### Task requirements
Report only the number of lines in the material below that contain the string "road".

### Extracted entries
★ ★ ★ ★ ★ ★ ★

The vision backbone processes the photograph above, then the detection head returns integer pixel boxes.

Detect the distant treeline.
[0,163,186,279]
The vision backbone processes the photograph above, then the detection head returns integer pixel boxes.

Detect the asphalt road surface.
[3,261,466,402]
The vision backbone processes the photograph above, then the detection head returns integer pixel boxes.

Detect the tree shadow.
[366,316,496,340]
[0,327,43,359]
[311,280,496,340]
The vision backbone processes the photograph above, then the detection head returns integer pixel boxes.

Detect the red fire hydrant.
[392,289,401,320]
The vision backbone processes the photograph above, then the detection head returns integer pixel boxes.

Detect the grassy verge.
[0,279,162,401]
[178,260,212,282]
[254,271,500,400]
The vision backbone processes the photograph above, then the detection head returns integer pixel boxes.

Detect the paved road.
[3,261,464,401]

★ ★ ★ ★ ★ ★ ★

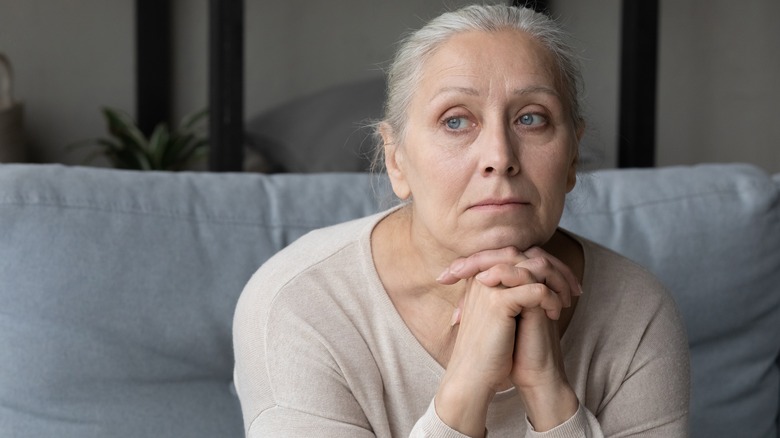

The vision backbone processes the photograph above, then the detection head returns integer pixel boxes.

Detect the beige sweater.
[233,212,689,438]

★ ★ ★ ★ ★ ★ ★

### Answer
2